▸ **Exercise**
Each record is to be transcribed in full and exactly.

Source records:
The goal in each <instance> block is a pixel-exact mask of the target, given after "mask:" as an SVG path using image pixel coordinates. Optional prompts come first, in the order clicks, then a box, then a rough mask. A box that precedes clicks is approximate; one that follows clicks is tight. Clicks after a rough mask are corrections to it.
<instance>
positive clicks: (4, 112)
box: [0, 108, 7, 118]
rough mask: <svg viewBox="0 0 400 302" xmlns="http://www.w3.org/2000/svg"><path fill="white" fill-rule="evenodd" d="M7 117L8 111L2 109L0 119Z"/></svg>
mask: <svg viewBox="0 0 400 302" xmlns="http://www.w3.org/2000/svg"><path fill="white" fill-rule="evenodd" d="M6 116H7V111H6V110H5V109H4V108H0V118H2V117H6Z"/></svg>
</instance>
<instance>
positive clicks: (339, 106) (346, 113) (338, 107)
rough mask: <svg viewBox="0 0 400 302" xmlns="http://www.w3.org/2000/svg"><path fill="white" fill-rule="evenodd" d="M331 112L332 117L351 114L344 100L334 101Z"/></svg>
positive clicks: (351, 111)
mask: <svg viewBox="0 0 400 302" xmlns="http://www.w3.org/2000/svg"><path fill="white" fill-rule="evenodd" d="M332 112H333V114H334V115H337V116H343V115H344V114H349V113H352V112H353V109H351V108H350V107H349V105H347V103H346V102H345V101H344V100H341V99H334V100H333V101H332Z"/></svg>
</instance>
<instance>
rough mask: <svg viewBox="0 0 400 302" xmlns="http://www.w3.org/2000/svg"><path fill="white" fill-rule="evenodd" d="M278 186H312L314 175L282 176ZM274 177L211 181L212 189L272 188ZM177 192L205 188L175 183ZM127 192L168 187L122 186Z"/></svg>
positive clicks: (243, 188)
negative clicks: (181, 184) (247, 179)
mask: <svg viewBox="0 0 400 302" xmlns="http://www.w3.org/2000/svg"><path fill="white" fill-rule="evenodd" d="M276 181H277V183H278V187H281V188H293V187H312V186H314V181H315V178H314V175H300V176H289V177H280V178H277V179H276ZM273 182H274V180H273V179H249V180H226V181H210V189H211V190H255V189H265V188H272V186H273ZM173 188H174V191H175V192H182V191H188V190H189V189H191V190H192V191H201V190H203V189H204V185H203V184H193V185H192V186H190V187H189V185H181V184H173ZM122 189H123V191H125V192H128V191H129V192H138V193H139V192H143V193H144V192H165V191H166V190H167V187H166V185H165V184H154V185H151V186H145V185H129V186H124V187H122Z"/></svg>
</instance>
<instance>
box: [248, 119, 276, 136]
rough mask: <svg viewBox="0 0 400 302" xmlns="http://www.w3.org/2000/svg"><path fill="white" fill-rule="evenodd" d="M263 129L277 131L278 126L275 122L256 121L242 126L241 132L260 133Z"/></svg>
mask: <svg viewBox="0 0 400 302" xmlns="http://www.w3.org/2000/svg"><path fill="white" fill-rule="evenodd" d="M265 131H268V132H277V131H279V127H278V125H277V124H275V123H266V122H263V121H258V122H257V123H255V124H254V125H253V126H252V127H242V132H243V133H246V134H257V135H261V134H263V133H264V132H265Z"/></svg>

▸ **Reply**
The goal in each <instance> block is a pixel-exact mask of the target, given after "mask:" as an SVG path using image pixel coordinates. Optional prompts come first, in the order clicks, then a box, then a rough mask. A box that precedes clicks is approximate; one that follows clicks is tight. Clicks after a rough mask are corrections to it.
<instance>
positive clicks: (4, 112)
box: [0, 108, 7, 118]
rough mask: <svg viewBox="0 0 400 302" xmlns="http://www.w3.org/2000/svg"><path fill="white" fill-rule="evenodd" d="M7 117L8 111L2 109L0 119Z"/></svg>
mask: <svg viewBox="0 0 400 302" xmlns="http://www.w3.org/2000/svg"><path fill="white" fill-rule="evenodd" d="M6 116H7V111H6V110H5V109H4V108H0V118H2V117H6Z"/></svg>
</instance>
<instance>
positive clicks: (339, 106) (346, 113) (338, 107)
rough mask: <svg viewBox="0 0 400 302" xmlns="http://www.w3.org/2000/svg"><path fill="white" fill-rule="evenodd" d="M331 112L332 117L351 114L344 100L334 101Z"/></svg>
positive clicks: (351, 111)
mask: <svg viewBox="0 0 400 302" xmlns="http://www.w3.org/2000/svg"><path fill="white" fill-rule="evenodd" d="M332 112H333V114H334V115H337V116H343V115H344V114H349V113H352V112H353V109H351V108H350V107H349V105H347V103H346V102H345V101H344V100H341V99H334V100H333V101H332Z"/></svg>
</instance>
<instance>
rough mask: <svg viewBox="0 0 400 302" xmlns="http://www.w3.org/2000/svg"><path fill="white" fill-rule="evenodd" d="M278 186H312L314 175L282 176ZM274 177L211 181L212 189L272 188ZM177 192L205 188L175 183ZM127 192L168 187L122 186Z"/></svg>
positive clicks: (243, 188)
negative clicks: (181, 184) (247, 179)
mask: <svg viewBox="0 0 400 302" xmlns="http://www.w3.org/2000/svg"><path fill="white" fill-rule="evenodd" d="M276 181H277V183H278V187H281V188H293V187H312V186H314V181H315V178H314V175H300V176H289V177H280V178H277V179H276ZM273 182H274V180H273V179H249V180H226V181H210V189H211V190H255V189H265V188H272V186H273ZM173 188H174V191H175V192H182V191H188V190H189V189H191V190H192V191H201V190H203V189H204V185H203V184H193V185H192V186H190V187H189V185H181V184H173ZM122 189H123V191H125V192H128V191H129V192H138V193H139V192H143V193H144V192H165V191H166V190H167V187H166V185H165V184H154V185H151V186H145V185H129V186H124V187H122Z"/></svg>
</instance>
<instance>
box: [248, 119, 276, 136]
rough mask: <svg viewBox="0 0 400 302" xmlns="http://www.w3.org/2000/svg"><path fill="white" fill-rule="evenodd" d="M263 129L277 131L278 126L275 122L256 121L242 126L241 132L260 133Z"/></svg>
mask: <svg viewBox="0 0 400 302" xmlns="http://www.w3.org/2000/svg"><path fill="white" fill-rule="evenodd" d="M265 131H268V132H277V131H279V127H278V125H277V124H275V123H266V122H263V121H258V122H257V123H255V124H254V125H253V126H252V127H242V132H243V133H246V134H257V135H261V134H263V133H264V132H265Z"/></svg>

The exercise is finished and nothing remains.